** Arbeitsauftrag A **
Geben Sie den Text über rekursive Fraktale in zwei Sätzen zusammengefasst wieder.
** Arbeitsauftrag B **
Übertragen Sie aus dem Text über rekursive Fraktale wortgetreu den Abschnitt von „Ferner, man könnte“ bis „jüngere Versionen auf.“.

** Artikel **
========================

Ferner, man könnte auch den Eindruck haben, daß diese Fraktale womöglich
auch für die moderne Mathematik keine vielversprechenden Forschungsaufgaben
darstellen. Dieser Eindruck kann natürlich eine Täuschund sein. Nimt
man jedoch die sehr viele Bücher an der Reihe in die Hand, die man heute
unter der Überschrift »Fraktale und Chaosdynamik« auf den Regalen
findet, fällt es bald auf, wie wenig Platz den rekursiven Fraktalen in
der Fachliteratur gewiedmet ist. Selbst das sehr populäre Fractint-Programm,
dessen neuere Versionen eine rasch wachsende Ansammlung von aus der Fachliteratur
geliehenen Fraktal-Typen enthalten, entwickelte sich gerade im Bereich des L-Systems
am wenigstens spektakulär und nahm mangels neuerer Errungenschaften
nur einige attraktive Parketten-Muster, wie die Penrose-Tilings in seine
jüngere Versionen auf.

========================

** Rohdaten **
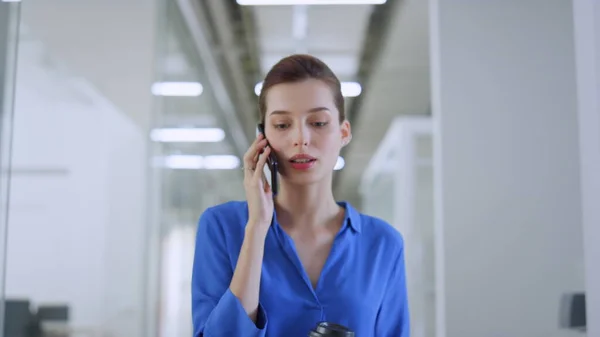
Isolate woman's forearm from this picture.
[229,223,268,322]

========================

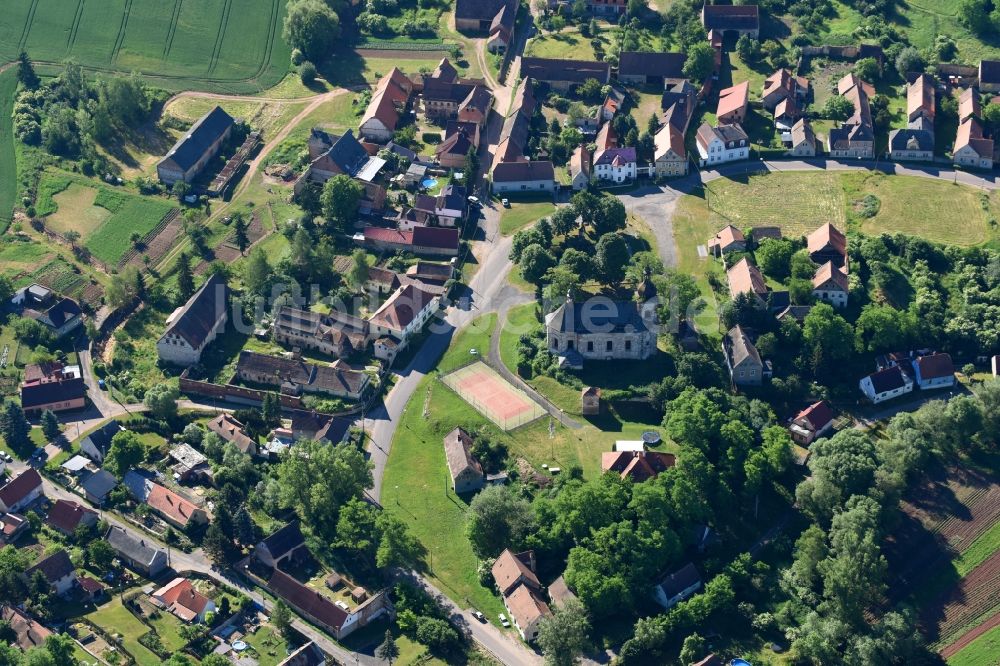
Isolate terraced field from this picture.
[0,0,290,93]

========================

** Lösung A **
Der Text beschreibt den womöglich täuschenden Eindruck, dass diese Fraktale für die moderne Mathematik keine vielversprechenden Forschungsaufgaben darstellen, und stellt fest, dass die vielen Bücher unter der Überschrift »Fraktale und Chaosdynamik« den rekursiven Fraktalen wenig Platz widmen. Selbst das populäre Fractint-Programm entwickelte sich im Bereich des L-Systems am wenigsten spektakulär und nahm mangels neuerer Errungenschaften nur einige attraktive Parkettmuster wie die Penrose-Tilings in seine jüngeren Versionen auf.

** Lösung B **
Ferner, man könnte auch den Eindruck haben, daß diese Fraktale womöglich
auch für die moderne Mathematik keine vielversprechenden Forschungsaufgaben
darstellen. Dieser Eindruck kann natürlich eine Täuschund sein. Nimt
man jedoch die sehr viele Bücher an der Reihe in die Hand, die man heute
unter der Überschrift »Fraktale und Chaosdynamik« auf den Regalen
findet, fällt es bald auf, wie wenig Platz den rekursiven Fraktalen in
der Fachliteratur gewiedmet ist. Selbst das sehr populäre Fractint-Programm,
dessen neuere Versionen eine rasch wachsende Ansammlung von aus der Fachliteratur
geliehenen Fraktal-Typen enthalten, entwickelte sich gerade im Bereich des L-Systems
am wenigstens spektakulär und nahm mangels neuerer Errungenschaften
nur einige attraktive Parketten-Muster, wie die Penrose-Tilings in seine
jüngere Versionen auf.